### Your goal:
The entries below are to be written out exactly, with no images included.

Saved entries:

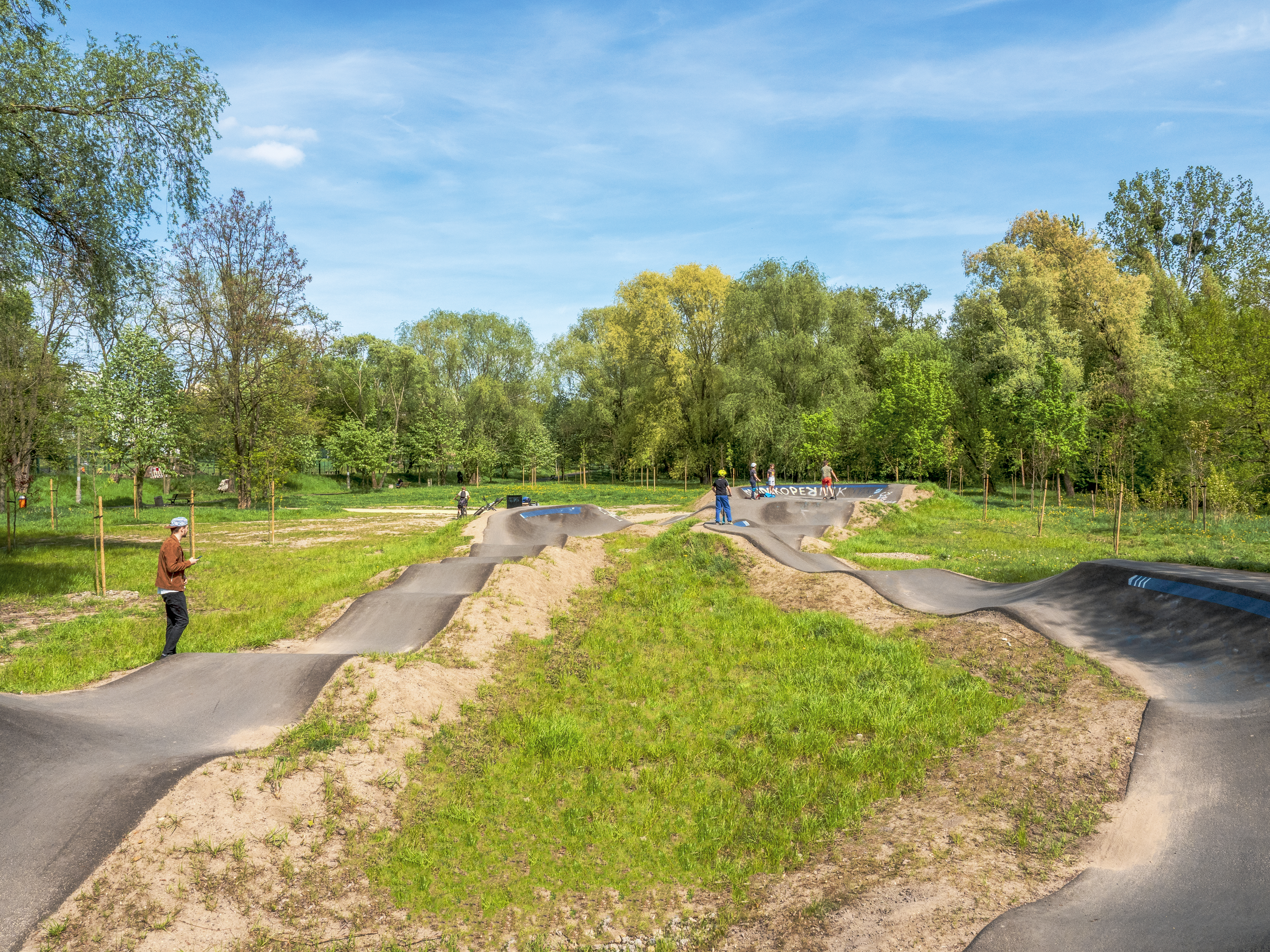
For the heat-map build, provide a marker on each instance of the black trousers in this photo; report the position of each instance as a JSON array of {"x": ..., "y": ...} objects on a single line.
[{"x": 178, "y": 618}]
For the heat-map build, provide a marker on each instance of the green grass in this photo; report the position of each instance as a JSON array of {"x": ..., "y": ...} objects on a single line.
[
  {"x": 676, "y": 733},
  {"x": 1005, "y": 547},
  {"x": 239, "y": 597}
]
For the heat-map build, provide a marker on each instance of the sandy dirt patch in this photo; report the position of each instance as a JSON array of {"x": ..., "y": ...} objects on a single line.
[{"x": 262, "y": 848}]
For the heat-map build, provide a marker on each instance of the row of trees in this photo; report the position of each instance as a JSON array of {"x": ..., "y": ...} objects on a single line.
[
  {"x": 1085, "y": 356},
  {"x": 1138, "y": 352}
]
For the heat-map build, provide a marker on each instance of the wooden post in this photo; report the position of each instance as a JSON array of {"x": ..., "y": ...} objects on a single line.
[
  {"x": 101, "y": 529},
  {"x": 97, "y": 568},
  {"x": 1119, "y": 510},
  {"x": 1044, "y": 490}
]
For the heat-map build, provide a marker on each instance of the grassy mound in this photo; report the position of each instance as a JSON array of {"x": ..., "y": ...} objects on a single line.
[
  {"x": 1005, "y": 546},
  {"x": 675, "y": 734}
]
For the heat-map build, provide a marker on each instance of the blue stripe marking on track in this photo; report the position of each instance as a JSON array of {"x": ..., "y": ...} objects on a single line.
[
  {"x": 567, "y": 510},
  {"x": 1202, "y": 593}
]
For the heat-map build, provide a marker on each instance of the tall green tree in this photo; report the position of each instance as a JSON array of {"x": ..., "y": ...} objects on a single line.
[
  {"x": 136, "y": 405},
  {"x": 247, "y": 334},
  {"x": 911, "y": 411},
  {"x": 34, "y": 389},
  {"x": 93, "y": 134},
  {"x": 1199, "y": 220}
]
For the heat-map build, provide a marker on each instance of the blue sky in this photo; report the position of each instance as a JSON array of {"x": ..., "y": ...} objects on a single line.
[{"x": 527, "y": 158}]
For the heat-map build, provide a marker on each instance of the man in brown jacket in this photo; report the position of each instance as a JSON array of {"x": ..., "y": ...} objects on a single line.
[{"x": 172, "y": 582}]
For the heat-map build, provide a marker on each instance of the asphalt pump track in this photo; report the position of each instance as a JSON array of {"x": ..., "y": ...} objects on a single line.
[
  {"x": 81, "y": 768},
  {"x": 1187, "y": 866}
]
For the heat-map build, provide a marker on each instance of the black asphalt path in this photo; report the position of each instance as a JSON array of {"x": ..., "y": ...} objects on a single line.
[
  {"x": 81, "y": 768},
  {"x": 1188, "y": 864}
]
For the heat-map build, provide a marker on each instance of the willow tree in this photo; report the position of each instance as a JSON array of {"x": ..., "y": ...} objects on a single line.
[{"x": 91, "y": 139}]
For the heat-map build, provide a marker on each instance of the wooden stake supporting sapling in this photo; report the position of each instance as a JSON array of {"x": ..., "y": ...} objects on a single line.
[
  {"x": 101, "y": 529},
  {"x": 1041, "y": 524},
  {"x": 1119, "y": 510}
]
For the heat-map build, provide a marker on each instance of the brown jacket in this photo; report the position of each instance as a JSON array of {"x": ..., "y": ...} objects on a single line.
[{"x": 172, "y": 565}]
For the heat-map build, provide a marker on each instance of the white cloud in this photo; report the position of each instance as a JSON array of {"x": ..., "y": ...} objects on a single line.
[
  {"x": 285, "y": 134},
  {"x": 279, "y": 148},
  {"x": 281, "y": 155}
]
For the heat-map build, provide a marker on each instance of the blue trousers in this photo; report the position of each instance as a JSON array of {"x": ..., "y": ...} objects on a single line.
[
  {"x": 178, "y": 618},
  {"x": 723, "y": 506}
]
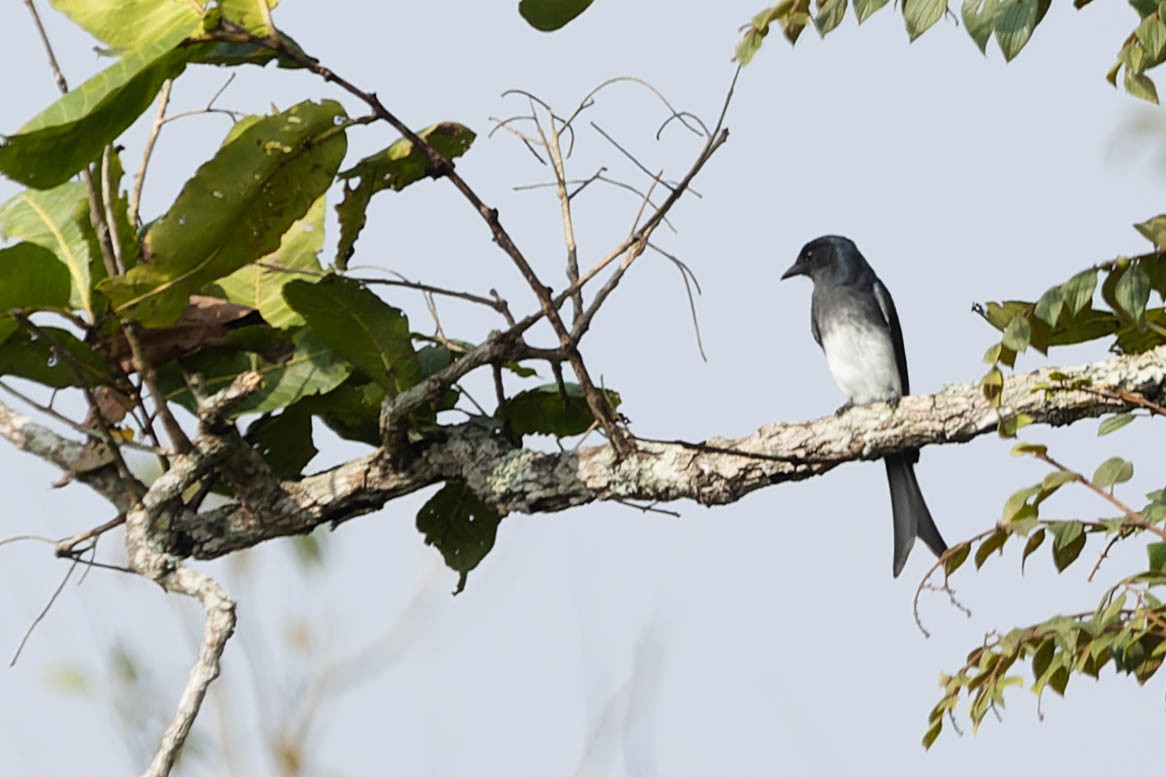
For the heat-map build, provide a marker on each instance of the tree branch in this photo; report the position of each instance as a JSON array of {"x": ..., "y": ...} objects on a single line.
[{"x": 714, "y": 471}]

### Written solution:
For the heat-map build, provide a marker on each instance of the black trousers in this photo; report the position of each instance as a JSON array of {"x": ..., "y": ...} objects on a single line.
[{"x": 178, "y": 618}]
For the heat-map build, provide a marker on each instance of the green grass in this photo; report the position of each instance as a JSON array of {"x": ..., "y": ...} objects on a single line.
[
  {"x": 676, "y": 733},
  {"x": 1005, "y": 547},
  {"x": 239, "y": 597}
]
For the heat-map build, provide a marker on each instance of the sandy dirt patch in this photo; report the position of each instance as a JSON array of {"x": ..., "y": ...} objects on a single line.
[{"x": 262, "y": 848}]
For the heat-map build, provide a marker on each instance of the row of trees in this photo; report the position of each instance as a JSON array of {"x": ..., "y": ...} objects on a single line.
[
  {"x": 1085, "y": 356},
  {"x": 1138, "y": 352}
]
For the heat-map build, provide a marker on each instance of the wooden post in this photo; report the position of each instance as a JSON array of {"x": ..., "y": ...} objects on a single line.
[
  {"x": 101, "y": 529},
  {"x": 97, "y": 568},
  {"x": 1119, "y": 510},
  {"x": 1044, "y": 490}
]
For the heat-map build, provide a marker on each instance of the grassy mound in this photo; report the position of each instance as a JSON array of {"x": ..., "y": ...} objects on a single line.
[
  {"x": 1005, "y": 546},
  {"x": 675, "y": 734}
]
For the heat-map build, provide a marker on each instance of the blue stripe marking on track in this photo; report the position of each instance as a JSON array of {"x": ..., "y": ...} objects on a single line.
[
  {"x": 567, "y": 510},
  {"x": 1202, "y": 593}
]
For the heat-map build, provide a marker on each instance of the tall green tree in this photo; report the position of each instance as a JSON array of {"x": ..., "y": ...} objects on a single line.
[
  {"x": 136, "y": 405},
  {"x": 247, "y": 334},
  {"x": 911, "y": 411},
  {"x": 34, "y": 389},
  {"x": 93, "y": 134},
  {"x": 1199, "y": 220}
]
For the heat-map build, provide a marker on each instance of the blue sky in this photo; report the position of each instance as a JSON array of {"x": ..., "y": ...} objects on a single line.
[{"x": 527, "y": 158}]
For the heat-map build, provide a marker on each instance of the man in brown jacket in this photo; report the position of each instance as a JSON array of {"x": ..., "y": ...} objects on a single line.
[{"x": 172, "y": 582}]
For the heat-map build, provide a marker on each instance of the asphalt pump track in this photo; report the position of each instance as a JSON array of {"x": ..., "y": ...} objects on a single line.
[
  {"x": 81, "y": 768},
  {"x": 1187, "y": 866}
]
For the heat-map build, provide a marker on each instance of the black asphalt path in this photo; report the position of each instance as a JSON array of {"x": ..., "y": ...} objects on a single line.
[
  {"x": 81, "y": 768},
  {"x": 1188, "y": 864}
]
For the heat-map build, provide a marker on each instance of the willow tree in this photo; report the position of each instance as a JSON array of {"x": ..., "y": ...} objects on a single line.
[{"x": 91, "y": 139}]
For the heat-map build, provide a marker on each instance of the wooden stake supporting sapling in this photo; report the position of each instance as a JSON array of {"x": ..., "y": ...} objects on a single line.
[
  {"x": 101, "y": 529},
  {"x": 1041, "y": 524},
  {"x": 1119, "y": 510}
]
For the heat-map build, provide a marker on each instance of the brown jacket in this photo; report the position of each instance as a JSON array of {"x": ..., "y": ...} objects on a single line.
[{"x": 172, "y": 565}]
For the heat-map build, provide a marker on each instance of the white cloud in this photo; report the position of each instance as a JSON array of {"x": ..., "y": ...} objects on a single line.
[
  {"x": 285, "y": 134},
  {"x": 279, "y": 148},
  {"x": 281, "y": 155}
]
For the heat-map build, provide a marker on each instance of the blue trousers in this photo; report the position of each instance as a JSON array of {"x": ..., "y": ...} objects on a single line.
[
  {"x": 178, "y": 618},
  {"x": 723, "y": 506}
]
For the heat-map build, provide a marker on each instance of the tree branch in this photo; report the position of each instance as a JSON array of {"x": ..., "y": ...} objects on a single line.
[{"x": 714, "y": 471}]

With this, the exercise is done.